Only one stretch of the listing below is wanted. Give it again exactly, from the line with "Query: white lower cabinet" through the line with "Every instance of the white baseboard".

-----

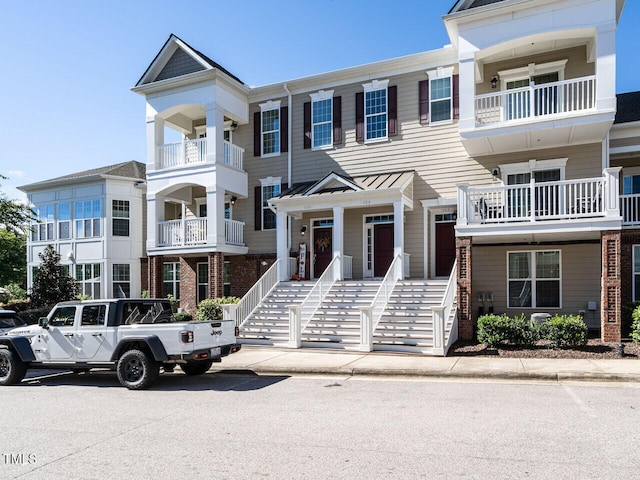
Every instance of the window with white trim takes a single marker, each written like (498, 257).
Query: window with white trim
(270, 128)
(121, 280)
(322, 119)
(441, 95)
(534, 279)
(87, 215)
(270, 188)
(120, 218)
(171, 279)
(376, 110)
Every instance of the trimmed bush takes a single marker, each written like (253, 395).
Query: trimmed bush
(565, 331)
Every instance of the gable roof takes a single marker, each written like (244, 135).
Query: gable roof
(177, 58)
(628, 107)
(131, 170)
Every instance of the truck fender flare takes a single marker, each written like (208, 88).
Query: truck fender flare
(20, 345)
(152, 341)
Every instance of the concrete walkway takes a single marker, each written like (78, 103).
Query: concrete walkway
(318, 361)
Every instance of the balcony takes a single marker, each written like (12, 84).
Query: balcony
(554, 114)
(554, 208)
(194, 152)
(192, 232)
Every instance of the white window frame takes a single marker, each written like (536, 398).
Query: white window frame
(440, 73)
(321, 96)
(372, 87)
(533, 279)
(264, 108)
(268, 182)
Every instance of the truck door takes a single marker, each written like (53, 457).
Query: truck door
(91, 331)
(56, 341)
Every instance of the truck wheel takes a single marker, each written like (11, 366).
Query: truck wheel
(196, 367)
(136, 370)
(12, 369)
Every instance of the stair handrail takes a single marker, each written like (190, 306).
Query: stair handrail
(241, 311)
(316, 295)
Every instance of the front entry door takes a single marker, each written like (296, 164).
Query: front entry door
(382, 248)
(445, 248)
(322, 249)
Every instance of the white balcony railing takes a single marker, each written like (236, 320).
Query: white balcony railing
(194, 152)
(193, 231)
(553, 98)
(584, 198)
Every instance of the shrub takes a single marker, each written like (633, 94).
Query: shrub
(211, 309)
(565, 331)
(635, 325)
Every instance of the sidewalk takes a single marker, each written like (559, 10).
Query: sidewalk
(334, 362)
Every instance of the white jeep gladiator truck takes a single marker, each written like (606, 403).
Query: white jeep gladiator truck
(134, 337)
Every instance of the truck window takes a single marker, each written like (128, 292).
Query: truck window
(63, 317)
(93, 315)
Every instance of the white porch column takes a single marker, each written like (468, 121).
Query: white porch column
(398, 232)
(606, 67)
(215, 216)
(338, 239)
(467, 85)
(155, 137)
(215, 133)
(281, 246)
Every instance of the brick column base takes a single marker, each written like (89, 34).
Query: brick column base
(611, 302)
(465, 318)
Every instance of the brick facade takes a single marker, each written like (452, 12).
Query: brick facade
(465, 305)
(611, 302)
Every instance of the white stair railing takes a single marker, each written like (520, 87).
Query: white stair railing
(300, 315)
(370, 315)
(240, 311)
(445, 315)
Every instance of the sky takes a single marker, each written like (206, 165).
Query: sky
(67, 66)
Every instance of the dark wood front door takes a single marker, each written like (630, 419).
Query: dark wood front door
(322, 249)
(382, 248)
(445, 248)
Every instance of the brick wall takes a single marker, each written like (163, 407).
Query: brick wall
(465, 317)
(611, 302)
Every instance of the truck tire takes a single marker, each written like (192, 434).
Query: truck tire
(136, 370)
(197, 367)
(12, 369)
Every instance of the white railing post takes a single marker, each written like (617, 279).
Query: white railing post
(295, 326)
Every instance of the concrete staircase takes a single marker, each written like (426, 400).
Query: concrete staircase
(405, 326)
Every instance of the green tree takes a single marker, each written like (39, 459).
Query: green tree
(51, 281)
(14, 216)
(13, 258)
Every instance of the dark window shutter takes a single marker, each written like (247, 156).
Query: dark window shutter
(307, 125)
(337, 120)
(257, 143)
(258, 208)
(456, 95)
(392, 119)
(284, 129)
(360, 117)
(423, 99)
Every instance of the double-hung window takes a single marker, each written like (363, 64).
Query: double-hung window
(270, 128)
(322, 119)
(120, 213)
(376, 110)
(534, 279)
(87, 216)
(441, 95)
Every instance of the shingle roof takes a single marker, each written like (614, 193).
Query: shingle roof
(628, 109)
(132, 169)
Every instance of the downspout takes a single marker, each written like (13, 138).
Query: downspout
(289, 152)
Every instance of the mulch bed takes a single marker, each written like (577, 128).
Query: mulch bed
(595, 349)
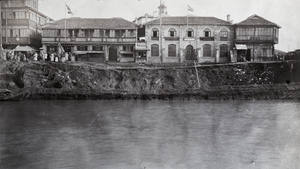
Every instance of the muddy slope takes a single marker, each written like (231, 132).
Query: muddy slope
(44, 80)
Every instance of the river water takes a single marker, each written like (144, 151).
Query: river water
(156, 134)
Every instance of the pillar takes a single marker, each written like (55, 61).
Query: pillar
(218, 56)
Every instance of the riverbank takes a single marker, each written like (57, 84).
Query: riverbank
(77, 80)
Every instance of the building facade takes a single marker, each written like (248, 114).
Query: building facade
(21, 23)
(96, 40)
(254, 39)
(189, 39)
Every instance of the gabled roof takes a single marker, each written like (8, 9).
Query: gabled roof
(191, 20)
(91, 23)
(255, 20)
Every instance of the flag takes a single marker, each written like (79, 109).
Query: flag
(69, 10)
(190, 8)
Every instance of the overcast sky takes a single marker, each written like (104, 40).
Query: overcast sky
(285, 13)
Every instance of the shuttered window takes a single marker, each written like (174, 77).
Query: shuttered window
(172, 50)
(154, 50)
(207, 50)
(224, 50)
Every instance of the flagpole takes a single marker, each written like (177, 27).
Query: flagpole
(187, 17)
(65, 22)
(0, 31)
(160, 27)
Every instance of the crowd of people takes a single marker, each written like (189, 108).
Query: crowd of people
(38, 56)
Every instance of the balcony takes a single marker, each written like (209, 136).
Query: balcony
(257, 39)
(207, 38)
(189, 38)
(172, 38)
(90, 39)
(224, 38)
(154, 38)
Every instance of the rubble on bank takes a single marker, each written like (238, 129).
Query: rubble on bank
(77, 80)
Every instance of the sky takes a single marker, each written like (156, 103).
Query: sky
(285, 13)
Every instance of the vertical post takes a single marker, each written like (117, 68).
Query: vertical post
(6, 26)
(160, 32)
(65, 22)
(0, 30)
(197, 75)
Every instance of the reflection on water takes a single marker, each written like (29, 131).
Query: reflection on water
(136, 134)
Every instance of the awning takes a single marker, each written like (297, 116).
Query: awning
(24, 49)
(241, 47)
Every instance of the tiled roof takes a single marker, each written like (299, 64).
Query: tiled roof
(91, 23)
(191, 20)
(256, 20)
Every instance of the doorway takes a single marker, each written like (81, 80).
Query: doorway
(113, 54)
(190, 53)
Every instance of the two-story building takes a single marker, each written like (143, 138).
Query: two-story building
(189, 39)
(254, 39)
(92, 39)
(21, 23)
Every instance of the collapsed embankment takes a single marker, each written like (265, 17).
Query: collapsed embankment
(45, 80)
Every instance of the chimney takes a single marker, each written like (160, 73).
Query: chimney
(228, 18)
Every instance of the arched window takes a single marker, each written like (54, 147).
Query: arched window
(172, 50)
(155, 32)
(223, 34)
(224, 50)
(172, 32)
(190, 32)
(154, 50)
(207, 50)
(207, 32)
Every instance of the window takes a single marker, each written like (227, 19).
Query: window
(96, 33)
(127, 48)
(51, 49)
(172, 50)
(224, 50)
(154, 50)
(206, 50)
(207, 32)
(81, 33)
(190, 32)
(155, 32)
(82, 48)
(172, 32)
(264, 52)
(120, 33)
(23, 33)
(224, 33)
(97, 48)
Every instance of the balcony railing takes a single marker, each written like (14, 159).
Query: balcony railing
(154, 38)
(257, 38)
(90, 39)
(224, 38)
(172, 38)
(207, 38)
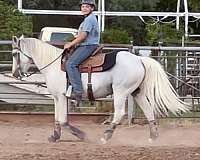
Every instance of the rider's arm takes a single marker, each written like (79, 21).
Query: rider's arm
(81, 37)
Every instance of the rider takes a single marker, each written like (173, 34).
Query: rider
(86, 42)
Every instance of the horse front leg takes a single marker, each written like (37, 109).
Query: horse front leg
(61, 121)
(56, 134)
(119, 112)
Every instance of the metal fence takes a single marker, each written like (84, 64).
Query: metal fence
(182, 65)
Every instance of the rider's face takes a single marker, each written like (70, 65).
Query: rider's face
(86, 9)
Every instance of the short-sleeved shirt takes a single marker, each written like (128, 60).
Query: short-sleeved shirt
(91, 26)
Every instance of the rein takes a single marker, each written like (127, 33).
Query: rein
(18, 61)
(45, 66)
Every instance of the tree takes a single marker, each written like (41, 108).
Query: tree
(13, 22)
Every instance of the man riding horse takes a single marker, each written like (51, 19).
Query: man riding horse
(86, 42)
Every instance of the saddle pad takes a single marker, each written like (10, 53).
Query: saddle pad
(105, 62)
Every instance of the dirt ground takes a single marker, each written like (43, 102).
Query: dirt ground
(28, 141)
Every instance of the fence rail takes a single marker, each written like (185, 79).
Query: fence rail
(182, 64)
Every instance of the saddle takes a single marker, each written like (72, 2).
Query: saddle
(92, 64)
(98, 62)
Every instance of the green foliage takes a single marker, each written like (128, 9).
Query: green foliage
(13, 22)
(115, 36)
(164, 32)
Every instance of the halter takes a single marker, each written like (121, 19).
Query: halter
(18, 69)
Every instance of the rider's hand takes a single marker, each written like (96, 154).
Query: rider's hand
(67, 46)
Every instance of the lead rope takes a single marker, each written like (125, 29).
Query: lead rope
(28, 75)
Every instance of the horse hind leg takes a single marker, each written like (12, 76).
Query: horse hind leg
(119, 112)
(148, 112)
(57, 133)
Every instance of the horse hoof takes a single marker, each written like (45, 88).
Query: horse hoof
(152, 139)
(52, 139)
(103, 140)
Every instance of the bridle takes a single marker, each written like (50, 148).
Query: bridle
(17, 55)
(19, 70)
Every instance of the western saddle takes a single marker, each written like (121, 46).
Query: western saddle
(92, 64)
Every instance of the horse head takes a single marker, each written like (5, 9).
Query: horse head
(21, 59)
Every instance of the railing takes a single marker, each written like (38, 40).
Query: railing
(180, 63)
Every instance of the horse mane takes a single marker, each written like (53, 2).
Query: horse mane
(44, 52)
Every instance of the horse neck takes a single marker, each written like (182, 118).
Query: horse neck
(43, 53)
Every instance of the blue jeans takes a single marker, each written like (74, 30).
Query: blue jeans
(79, 55)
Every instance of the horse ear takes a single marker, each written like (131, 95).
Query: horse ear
(15, 41)
(21, 37)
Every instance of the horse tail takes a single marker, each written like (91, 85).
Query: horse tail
(157, 92)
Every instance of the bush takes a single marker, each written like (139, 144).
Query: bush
(13, 22)
(115, 36)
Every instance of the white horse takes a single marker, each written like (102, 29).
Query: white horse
(156, 96)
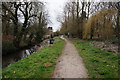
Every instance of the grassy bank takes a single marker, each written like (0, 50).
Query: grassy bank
(39, 65)
(100, 63)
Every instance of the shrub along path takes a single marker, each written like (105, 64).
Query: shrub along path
(69, 64)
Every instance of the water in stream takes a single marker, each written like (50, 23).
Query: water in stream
(14, 57)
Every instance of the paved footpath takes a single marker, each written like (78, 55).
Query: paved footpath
(70, 64)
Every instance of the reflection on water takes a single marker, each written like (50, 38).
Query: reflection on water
(14, 57)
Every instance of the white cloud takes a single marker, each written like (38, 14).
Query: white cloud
(55, 7)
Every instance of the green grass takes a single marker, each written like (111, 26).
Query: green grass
(33, 66)
(100, 63)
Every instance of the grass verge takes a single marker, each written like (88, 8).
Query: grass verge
(100, 63)
(39, 65)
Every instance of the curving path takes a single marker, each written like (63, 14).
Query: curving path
(70, 64)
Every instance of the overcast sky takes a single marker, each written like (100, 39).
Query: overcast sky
(55, 7)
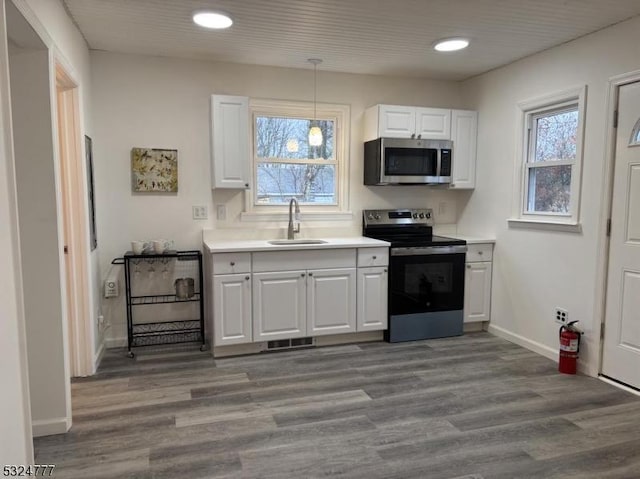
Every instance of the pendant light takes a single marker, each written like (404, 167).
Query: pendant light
(315, 133)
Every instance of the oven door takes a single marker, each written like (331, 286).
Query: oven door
(424, 280)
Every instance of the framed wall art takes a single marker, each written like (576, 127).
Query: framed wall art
(154, 170)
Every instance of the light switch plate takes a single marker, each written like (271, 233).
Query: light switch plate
(200, 212)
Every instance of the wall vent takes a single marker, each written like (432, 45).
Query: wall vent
(290, 343)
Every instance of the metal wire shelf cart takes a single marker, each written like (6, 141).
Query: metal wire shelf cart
(149, 332)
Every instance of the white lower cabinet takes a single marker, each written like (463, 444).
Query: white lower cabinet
(331, 301)
(279, 305)
(372, 299)
(232, 309)
(325, 292)
(477, 292)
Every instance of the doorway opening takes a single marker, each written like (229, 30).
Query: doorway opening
(75, 227)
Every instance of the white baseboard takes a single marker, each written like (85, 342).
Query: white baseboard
(111, 343)
(534, 346)
(97, 358)
(49, 427)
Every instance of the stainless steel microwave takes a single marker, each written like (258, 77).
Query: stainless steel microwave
(407, 161)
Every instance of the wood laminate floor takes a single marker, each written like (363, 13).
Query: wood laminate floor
(471, 407)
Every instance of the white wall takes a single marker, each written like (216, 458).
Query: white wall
(15, 424)
(68, 46)
(536, 271)
(141, 101)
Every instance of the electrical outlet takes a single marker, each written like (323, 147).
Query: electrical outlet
(562, 316)
(221, 212)
(199, 212)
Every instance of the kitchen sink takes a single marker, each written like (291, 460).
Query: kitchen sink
(300, 241)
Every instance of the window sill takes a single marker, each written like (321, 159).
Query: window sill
(544, 225)
(304, 216)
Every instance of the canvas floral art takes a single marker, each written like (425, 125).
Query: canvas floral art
(154, 170)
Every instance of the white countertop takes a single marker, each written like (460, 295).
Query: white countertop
(234, 246)
(473, 239)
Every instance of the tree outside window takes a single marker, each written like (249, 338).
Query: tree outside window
(551, 157)
(288, 167)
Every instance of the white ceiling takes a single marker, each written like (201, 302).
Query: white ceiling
(387, 37)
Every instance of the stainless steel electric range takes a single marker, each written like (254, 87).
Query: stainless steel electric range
(426, 274)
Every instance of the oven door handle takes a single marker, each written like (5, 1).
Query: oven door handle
(428, 250)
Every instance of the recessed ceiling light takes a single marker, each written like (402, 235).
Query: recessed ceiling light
(208, 19)
(451, 44)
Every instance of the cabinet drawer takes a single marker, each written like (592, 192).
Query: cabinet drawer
(479, 252)
(229, 263)
(373, 257)
(302, 260)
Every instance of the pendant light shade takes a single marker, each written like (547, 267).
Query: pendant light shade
(315, 136)
(315, 133)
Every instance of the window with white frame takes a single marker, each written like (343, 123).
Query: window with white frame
(286, 166)
(552, 158)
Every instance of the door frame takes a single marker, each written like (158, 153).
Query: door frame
(614, 85)
(74, 221)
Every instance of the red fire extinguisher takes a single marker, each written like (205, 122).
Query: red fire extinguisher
(569, 348)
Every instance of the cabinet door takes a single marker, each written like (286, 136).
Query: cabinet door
(279, 305)
(477, 292)
(230, 141)
(231, 309)
(396, 121)
(433, 124)
(331, 301)
(372, 299)
(464, 133)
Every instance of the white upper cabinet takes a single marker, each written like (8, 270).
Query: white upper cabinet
(396, 121)
(464, 132)
(393, 121)
(230, 152)
(433, 123)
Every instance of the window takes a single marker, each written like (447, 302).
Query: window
(552, 158)
(285, 166)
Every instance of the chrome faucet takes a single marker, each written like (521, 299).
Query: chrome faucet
(292, 231)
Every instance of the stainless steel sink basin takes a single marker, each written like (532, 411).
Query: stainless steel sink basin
(300, 241)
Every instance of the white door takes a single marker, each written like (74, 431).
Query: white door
(621, 354)
(372, 299)
(231, 309)
(331, 301)
(433, 123)
(397, 121)
(279, 305)
(230, 141)
(464, 132)
(477, 292)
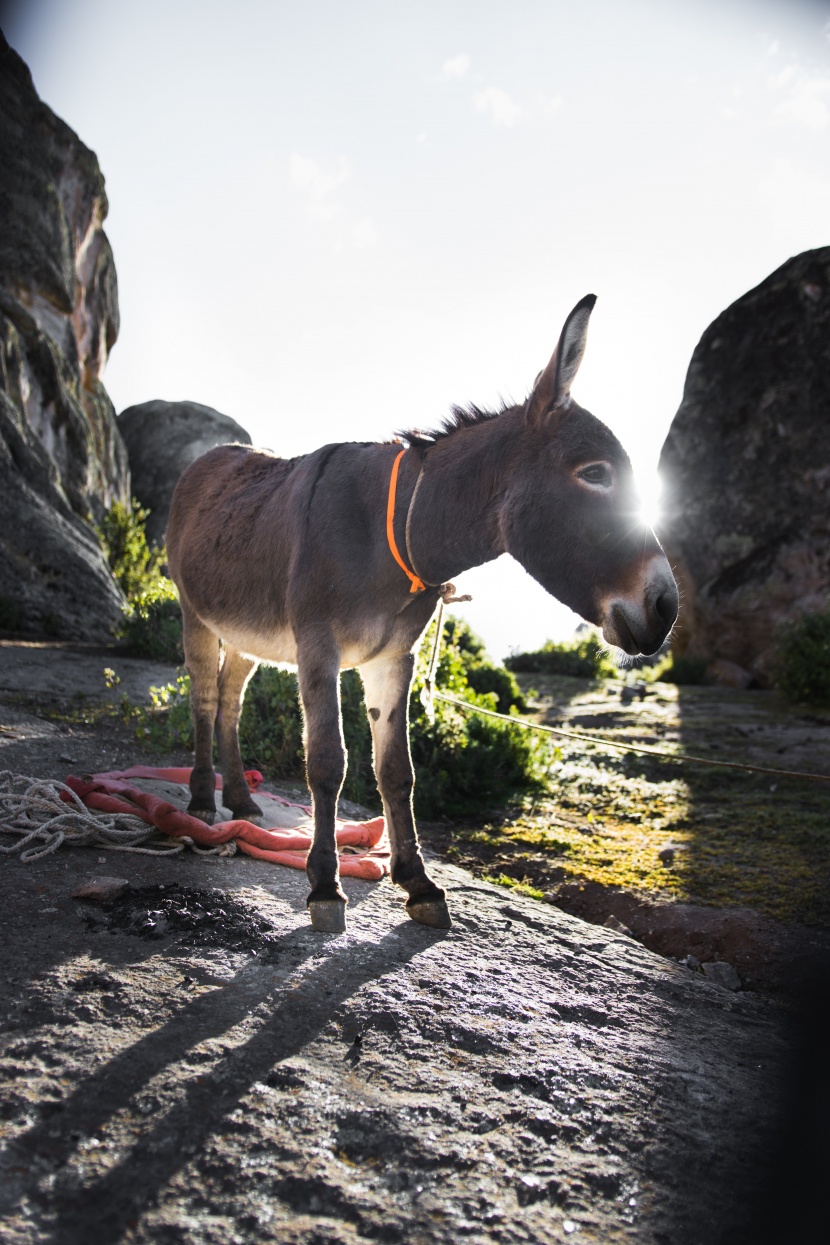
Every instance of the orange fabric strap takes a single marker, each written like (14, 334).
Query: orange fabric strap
(417, 584)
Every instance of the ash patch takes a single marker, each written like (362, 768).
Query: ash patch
(208, 918)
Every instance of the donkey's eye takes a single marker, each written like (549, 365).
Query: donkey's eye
(597, 473)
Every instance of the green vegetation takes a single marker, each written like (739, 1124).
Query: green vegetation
(463, 763)
(584, 657)
(604, 817)
(676, 669)
(152, 623)
(802, 667)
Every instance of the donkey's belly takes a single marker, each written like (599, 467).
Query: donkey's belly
(278, 645)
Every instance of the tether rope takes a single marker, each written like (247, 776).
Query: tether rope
(629, 747)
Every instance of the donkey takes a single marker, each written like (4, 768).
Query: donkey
(339, 559)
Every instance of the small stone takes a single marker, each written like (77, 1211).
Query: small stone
(722, 974)
(611, 923)
(101, 890)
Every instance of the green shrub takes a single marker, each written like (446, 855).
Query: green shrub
(584, 657)
(152, 628)
(152, 623)
(463, 763)
(136, 567)
(676, 669)
(802, 662)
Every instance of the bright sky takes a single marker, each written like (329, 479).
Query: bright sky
(335, 218)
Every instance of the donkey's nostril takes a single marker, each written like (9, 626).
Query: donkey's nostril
(666, 608)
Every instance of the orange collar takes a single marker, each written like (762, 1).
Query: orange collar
(417, 584)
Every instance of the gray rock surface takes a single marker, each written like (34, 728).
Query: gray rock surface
(523, 1077)
(163, 438)
(747, 471)
(62, 461)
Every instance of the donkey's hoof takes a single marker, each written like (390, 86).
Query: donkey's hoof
(327, 915)
(249, 813)
(431, 911)
(203, 814)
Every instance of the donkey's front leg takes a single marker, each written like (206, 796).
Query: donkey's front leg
(233, 679)
(202, 660)
(319, 677)
(386, 682)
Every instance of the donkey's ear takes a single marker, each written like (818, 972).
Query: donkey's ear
(554, 384)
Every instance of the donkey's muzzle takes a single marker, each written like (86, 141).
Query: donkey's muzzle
(640, 624)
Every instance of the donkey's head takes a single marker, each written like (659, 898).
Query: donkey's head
(571, 514)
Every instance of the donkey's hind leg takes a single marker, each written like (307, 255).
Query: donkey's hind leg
(319, 677)
(233, 679)
(202, 659)
(386, 682)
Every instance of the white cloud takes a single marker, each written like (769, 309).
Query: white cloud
(808, 100)
(306, 174)
(456, 67)
(363, 234)
(498, 103)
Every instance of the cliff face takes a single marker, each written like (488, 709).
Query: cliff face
(747, 469)
(62, 461)
(163, 438)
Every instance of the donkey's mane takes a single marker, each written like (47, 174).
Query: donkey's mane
(459, 417)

-----

■ **Exercise answer**
Query: white lower cabinet
(331, 301)
(279, 305)
(372, 299)
(232, 309)
(325, 292)
(477, 292)
Every instance of the doorway opening takes a single marker, each written like (229, 30).
Query: doorway opening
(75, 227)
Every instance of the white baseboard takes a single marker, each written like (85, 342).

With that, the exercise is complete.